TO DO
How many lines of the material below contain the string "player"? Reply with the number alone.

------ RECORDS FOR THIS TASK

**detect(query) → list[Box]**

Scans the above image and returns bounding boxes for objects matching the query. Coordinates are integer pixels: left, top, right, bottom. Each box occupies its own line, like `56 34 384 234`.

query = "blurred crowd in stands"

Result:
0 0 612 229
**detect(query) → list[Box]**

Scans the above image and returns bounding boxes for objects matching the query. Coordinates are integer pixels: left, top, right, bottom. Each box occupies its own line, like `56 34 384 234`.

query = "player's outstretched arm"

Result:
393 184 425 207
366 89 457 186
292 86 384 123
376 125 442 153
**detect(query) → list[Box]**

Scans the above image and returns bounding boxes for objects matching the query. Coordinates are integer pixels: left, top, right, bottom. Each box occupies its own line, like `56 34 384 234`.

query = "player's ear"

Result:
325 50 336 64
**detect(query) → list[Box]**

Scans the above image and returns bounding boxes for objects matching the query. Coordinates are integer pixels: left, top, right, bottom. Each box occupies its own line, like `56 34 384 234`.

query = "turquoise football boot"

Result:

------------
------ RECORDS FOR THIS TASK

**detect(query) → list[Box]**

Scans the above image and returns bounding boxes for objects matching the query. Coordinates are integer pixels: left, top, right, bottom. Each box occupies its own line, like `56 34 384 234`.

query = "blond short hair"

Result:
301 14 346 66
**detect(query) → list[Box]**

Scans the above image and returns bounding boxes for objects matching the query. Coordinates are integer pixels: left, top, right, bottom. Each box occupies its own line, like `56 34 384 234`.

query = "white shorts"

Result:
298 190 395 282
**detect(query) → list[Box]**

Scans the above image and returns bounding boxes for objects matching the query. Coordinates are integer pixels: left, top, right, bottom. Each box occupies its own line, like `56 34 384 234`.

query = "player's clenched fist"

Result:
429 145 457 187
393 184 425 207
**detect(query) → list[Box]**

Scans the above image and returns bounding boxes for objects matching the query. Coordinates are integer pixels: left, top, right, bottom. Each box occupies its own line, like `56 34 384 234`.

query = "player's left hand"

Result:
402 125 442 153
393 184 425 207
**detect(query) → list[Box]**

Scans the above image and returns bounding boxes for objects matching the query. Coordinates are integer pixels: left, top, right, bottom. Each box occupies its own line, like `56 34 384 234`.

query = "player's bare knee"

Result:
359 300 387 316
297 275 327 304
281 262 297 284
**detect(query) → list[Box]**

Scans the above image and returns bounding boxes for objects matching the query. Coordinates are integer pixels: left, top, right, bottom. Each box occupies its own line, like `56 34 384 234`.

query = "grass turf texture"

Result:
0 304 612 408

------------

OUTPUT BELOW
5